## Required action
All records below are to be repeated precisely, with nothing added.

## Records from a collection
BEGIN

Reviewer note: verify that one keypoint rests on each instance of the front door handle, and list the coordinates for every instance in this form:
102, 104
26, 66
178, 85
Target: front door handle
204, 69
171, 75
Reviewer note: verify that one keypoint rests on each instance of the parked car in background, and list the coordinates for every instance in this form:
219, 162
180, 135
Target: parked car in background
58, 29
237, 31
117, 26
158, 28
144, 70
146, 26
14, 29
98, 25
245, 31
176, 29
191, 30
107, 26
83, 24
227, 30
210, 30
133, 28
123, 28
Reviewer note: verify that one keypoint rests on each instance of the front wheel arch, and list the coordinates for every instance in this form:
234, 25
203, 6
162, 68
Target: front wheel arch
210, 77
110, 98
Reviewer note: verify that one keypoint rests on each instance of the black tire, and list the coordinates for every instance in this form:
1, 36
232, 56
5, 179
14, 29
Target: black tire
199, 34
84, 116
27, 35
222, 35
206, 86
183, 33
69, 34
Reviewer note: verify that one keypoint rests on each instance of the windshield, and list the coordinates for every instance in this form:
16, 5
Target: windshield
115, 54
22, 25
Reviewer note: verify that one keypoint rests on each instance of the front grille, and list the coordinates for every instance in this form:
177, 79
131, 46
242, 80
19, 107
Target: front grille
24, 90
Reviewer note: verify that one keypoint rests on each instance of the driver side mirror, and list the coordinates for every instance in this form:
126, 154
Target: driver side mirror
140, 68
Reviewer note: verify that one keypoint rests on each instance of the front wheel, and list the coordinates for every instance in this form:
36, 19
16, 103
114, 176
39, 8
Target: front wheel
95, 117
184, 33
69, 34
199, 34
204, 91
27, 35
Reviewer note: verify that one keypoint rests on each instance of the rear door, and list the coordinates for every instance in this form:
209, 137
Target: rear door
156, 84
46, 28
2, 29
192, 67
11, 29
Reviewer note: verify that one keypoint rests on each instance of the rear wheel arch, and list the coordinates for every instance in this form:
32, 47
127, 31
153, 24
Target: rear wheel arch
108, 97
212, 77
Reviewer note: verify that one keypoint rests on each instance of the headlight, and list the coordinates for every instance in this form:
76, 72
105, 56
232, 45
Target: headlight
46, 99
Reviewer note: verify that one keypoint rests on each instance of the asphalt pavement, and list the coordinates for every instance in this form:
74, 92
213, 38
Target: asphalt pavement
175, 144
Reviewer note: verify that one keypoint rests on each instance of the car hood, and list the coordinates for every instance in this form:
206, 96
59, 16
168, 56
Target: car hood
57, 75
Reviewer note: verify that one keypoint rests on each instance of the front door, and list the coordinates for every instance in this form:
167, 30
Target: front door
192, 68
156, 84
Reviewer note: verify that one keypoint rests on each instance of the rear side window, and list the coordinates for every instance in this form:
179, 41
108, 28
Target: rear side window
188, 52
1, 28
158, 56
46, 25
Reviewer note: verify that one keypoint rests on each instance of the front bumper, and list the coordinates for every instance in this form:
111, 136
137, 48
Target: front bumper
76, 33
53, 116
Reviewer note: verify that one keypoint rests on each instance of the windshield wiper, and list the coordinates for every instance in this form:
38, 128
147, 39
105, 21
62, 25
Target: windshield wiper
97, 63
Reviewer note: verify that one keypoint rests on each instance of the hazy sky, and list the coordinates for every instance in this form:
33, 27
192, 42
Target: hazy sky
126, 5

END

## Result
Reviewer note: verify that one keypoint rests on each instance of the front door handle, and list the coordinates for every instance in this form:
102, 104
26, 66
178, 85
Target: front door handle
204, 69
171, 75
Reviewer note: verify that one keypoint rests on each instance of the parked car in background, and list the coordinates for every instance in this form:
219, 162
180, 135
Target: parked car in background
58, 29
237, 31
117, 26
158, 28
144, 70
146, 26
14, 29
98, 25
245, 31
176, 29
191, 30
107, 26
83, 24
227, 30
210, 30
133, 28
123, 28
Reviewer note: verify that one keypoint rests on each instance of the front wheel arch, and list the coordinates for every instance in this form:
234, 25
203, 6
162, 68
Target: front wheel arch
210, 77
110, 98
Reviewer note: verify that one keypoint rests on each instance of the black tire, and list the coordinates for every instance in this form:
1, 36
232, 56
5, 179
14, 29
Target: black tire
199, 34
84, 116
27, 35
222, 35
206, 86
183, 33
69, 34
Reviewer note: verify that one keypoint rests on each instance of the windshield, and list the coordinates for every instance in this form:
16, 5
Target: windshield
115, 54
22, 25
Reviewer note: verify that one keypoint rests on each instance of the front grille, and list the coordinates for every instance in this form:
177, 79
131, 46
242, 80
19, 107
Target: front grille
24, 90
Reviewer note: verify that one keypoint rests on each instance of the driver side mirror, and list the coordinates for every instance in this form:
126, 154
Target: driver side mirror
140, 68
Reviewer note: verify that one keypoint rests on each instance of the front wheel, and list the coordinates for every instance in this form:
36, 19
16, 103
114, 176
39, 8
Target: front wheel
95, 117
184, 33
69, 34
199, 34
204, 91
27, 35
Reviewer note: verify that one keypoint rests on each instance of the rear door, and list the coordinates for every instance in this form:
209, 137
Target: rear door
156, 84
46, 28
2, 29
192, 67
11, 29
Reviewer note: verify that one keypoint rests on each instance of the rear wheel arch, and list the coordinates for every instance in this form:
32, 47
127, 31
153, 24
Target: rear wheel arch
108, 97
212, 77
Reviewer note: verify that one keypoint rests on each instance of the headlight, and list the coordinates for every instance in this form:
76, 72
105, 56
232, 45
Target: headlight
46, 99
Reviewer note: verify that one keypoint rests on each instance of the asphalt pavement, and list the coordinates for every instance in this form:
74, 92
213, 38
Target: asphalt pavement
175, 144
Reviewer note: verify that one keypoint rests on each instance of the car hood, and list the coordinates for every instance in this form:
206, 96
59, 16
168, 56
Target: car hood
57, 75
Reviewer note: verify that one keypoint rests on each instance of the front door, and list the coordinates for every instance in this form:
167, 30
Target: front door
192, 68
156, 84
Reviewer note: verify that one keypoint rests on each instance of the rear side window, and list the coordinates for every instance in this form:
179, 41
108, 28
Target: rear side window
188, 52
1, 28
158, 56
46, 25
Reviewer note: verify that one keypoint rests on each instance of the front bumper, and list the coordinates for every instance in this form:
111, 136
137, 48
Target: front bumper
76, 33
53, 116
Reviewer note: verify that one keypoint rests on each instance of the windshield wiper, and list the coordinates for every instance in this form:
38, 128
147, 39
105, 21
62, 25
Target: windshield wiper
97, 63
Reviewer note: verify that one keypoint rests on each instance of the hazy sky, and list the coordinates for every instance in this form:
33, 27
192, 42
Target: hazy sky
126, 5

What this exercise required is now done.